#### Page excerpt ####
To keep from becoming a total fishing bum, I do some consulting now and again. This week, I did more consulting than fishing. Thankfully, the engagement was in Nashville. So, it was a pretty fun week! Before departing for the land of country music, my brother (Dave) and Brody (the amazing fish finding dog) did a little fishing. Our plan was simply to get out and run the boat for a while. If we caught any fish that would be a bonus. Things went according to plan. The weather was nice, the Pathfinder ran well, and we caught a few Trout. When we were about to go home, Brody began barking at a dock up head. Brody does not bark much on the boat, so I took it as a sign. Using the trolling motor, I positioned the boat within easy casting range. Dave cast a Z-Man Finesse TRD (The Deal) on a 1/5-ounce NedLockZ jig to the dock pilings. Boom! A bent rod and our best fish of the day. Dave insisted that we include Brody in the fish picture. Looking at the shot, I am not sure who is happier. Dave or Brody? As winter approaches, I am thinking about doing a fishing class on cold water finesse techniques. If you want to learn more about how I catch fish in cold water situations, let me know you are interested in the class. If enough people want to attend (the class is free), Brody will teach the class in January.
Over the Thanksgiving holiday, I did a lot of fishing with my family and friends. For the most part, the weather and the fish cooperated. On the day before Thanksgiving, conditions were optimal. So, my brother (Dave), his son-in-law (Sean) and old family friend (Donna), decided to go fishing. We launched the Pathfinder into the start of the outgoing tide and made a short run into Beresford Creek.
#### Items ####
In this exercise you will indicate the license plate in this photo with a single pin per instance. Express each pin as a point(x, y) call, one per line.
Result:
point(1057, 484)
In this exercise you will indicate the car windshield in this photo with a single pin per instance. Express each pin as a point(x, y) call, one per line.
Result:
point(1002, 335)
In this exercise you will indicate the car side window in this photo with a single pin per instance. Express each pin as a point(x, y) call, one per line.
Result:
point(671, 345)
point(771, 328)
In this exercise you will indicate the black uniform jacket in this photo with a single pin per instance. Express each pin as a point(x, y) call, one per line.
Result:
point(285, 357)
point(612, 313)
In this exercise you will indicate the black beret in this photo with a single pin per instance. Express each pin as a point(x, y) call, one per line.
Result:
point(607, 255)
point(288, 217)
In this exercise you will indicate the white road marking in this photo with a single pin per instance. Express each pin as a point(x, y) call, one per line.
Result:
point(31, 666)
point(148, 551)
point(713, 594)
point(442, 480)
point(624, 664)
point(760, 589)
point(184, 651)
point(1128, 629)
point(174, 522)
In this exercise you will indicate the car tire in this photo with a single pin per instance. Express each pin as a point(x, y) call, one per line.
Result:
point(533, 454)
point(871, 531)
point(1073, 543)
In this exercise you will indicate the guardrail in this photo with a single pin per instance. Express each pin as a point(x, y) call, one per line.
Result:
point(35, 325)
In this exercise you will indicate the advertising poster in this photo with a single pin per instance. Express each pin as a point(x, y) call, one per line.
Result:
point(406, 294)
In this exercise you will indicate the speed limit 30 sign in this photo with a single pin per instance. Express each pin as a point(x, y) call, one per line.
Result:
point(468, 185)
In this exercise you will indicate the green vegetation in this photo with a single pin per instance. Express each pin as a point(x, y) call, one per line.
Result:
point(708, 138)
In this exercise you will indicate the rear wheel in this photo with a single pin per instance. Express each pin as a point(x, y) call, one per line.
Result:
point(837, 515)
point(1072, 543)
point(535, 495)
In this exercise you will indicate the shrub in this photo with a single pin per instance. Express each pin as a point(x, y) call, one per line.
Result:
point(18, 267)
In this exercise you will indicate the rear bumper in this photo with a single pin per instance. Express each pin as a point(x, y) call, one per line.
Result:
####
**Exercise directions:** Write a continuation of the fishing blog text, starting right after its last sentence.

**Response below:**
Along the way, the depth finder consistently showed fish holding along depth transitions in 10 to 15 feet of water. So, our first fishing location was a creek channel in 10 feet of water with a broken shell bottom. I cast a Z-Man TRD (Hot Snakes color) on a 1/5-ounce NedlockZ jig into the channel and let the current sweep the lure along the bottom. A solid thump announced that the fish were there and hungry. For the next hour or so, we enjoyed a solid Trout bite. On a regular basis, two or three of us would be fighting a Trout simultaneously. Doubles and triples were commonplace. When we had multiple hook ups, the person that did not catch a fish caught a really hard time from everyone else. The joke making was relentless and we all shared some really good laughs. When the falling tide slowed down the Trout bite did as well. However, a quick move to another part of the channel put us on a hot Redfish bite. Most of the fish were smaller in size, but they were abundant. Multiple hook ups were the norm. Once all four us had a fish on. Quads! Dave, Donna and I landed Redfish. Unfortunately for Sean, his fish was a Mullet. For some odd reason this was uproariously funny. Well, at least to Dave, Donna and me. Sean took the verbal abuse well. To commemorate the moment, we took an impromptu selfie. We were all laughing so hard, it was difficult to get a good shot.
Fishing is great right now. The water temperature is 57-degrees and I expect the hot bite to continue until the water temperature falls below 52-degrees. The optimal fishing window is beginning to close. So, get out there. Catch a few fish and make fun of your friends.
After the shark selfie episode, my fishing trips have been more sedate. Brody (the amazing fish finding dog) and I have been concentrating our efforts in the rivers and creeks. For the most part, the Trout, Flounder and Redfish have been very cooperative. All are readily striking a Z-Man Trout Trick rigged on a quarter ounce lead head jig. On Sunday, we were catching and releasing Trout at a rapid pace. After about 30 minutes, a porpoise (with a distinct notch in its dorsal fin) began following my Pathfinder around and eating the fish we were releasing. Brody did not approve and began barking each time the porpoise approached the boat. So, we left the fish biting and moved to another location. Brody and I used the trolling motor to slowly move along the creek bank and cast the Trout Trick to points and pockets in the marsh. It did not take long to find another school of hungry Trout. A few minutes later, the porpoise with the wonky dorsal fin found us again. As it approached the boat, Brody began barking and jumped into the water nearly on top of the porpoise.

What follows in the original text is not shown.